- **Do this**: How many lines of the data below contain the string "water"? Case must match, and the reply should be the number alone.

- **Input data**:
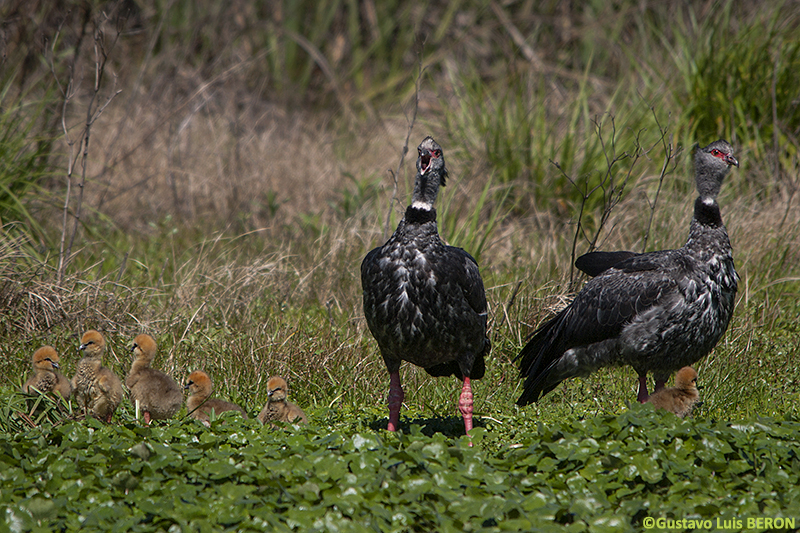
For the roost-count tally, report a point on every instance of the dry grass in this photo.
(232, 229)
...
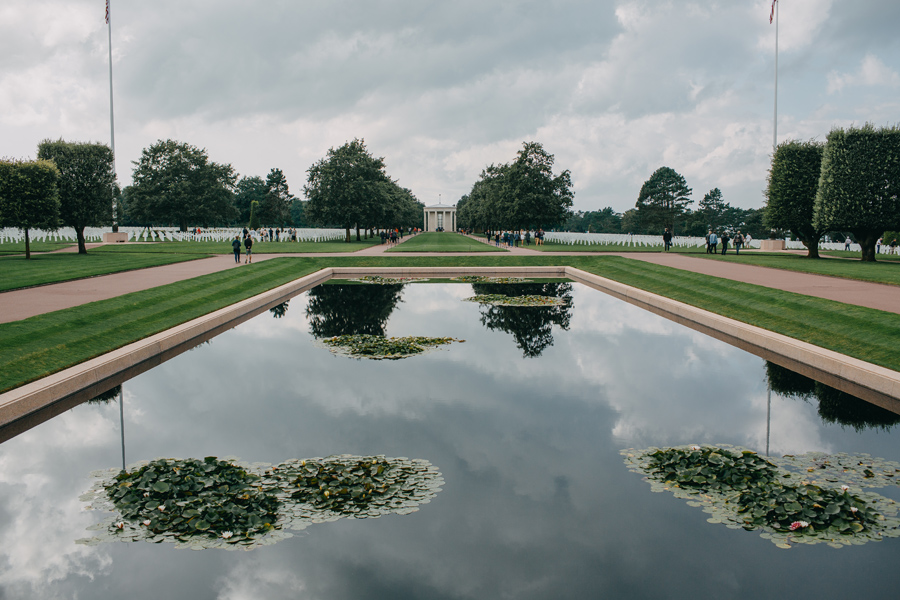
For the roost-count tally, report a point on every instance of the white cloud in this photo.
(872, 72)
...
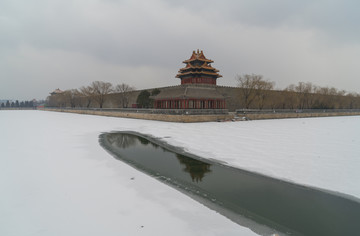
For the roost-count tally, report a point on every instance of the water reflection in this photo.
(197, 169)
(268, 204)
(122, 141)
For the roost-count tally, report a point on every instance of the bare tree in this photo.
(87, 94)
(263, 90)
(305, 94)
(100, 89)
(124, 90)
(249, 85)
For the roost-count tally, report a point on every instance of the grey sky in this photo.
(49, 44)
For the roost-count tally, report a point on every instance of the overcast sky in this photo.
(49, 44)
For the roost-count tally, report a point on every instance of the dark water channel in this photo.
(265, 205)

- **Full output**: 2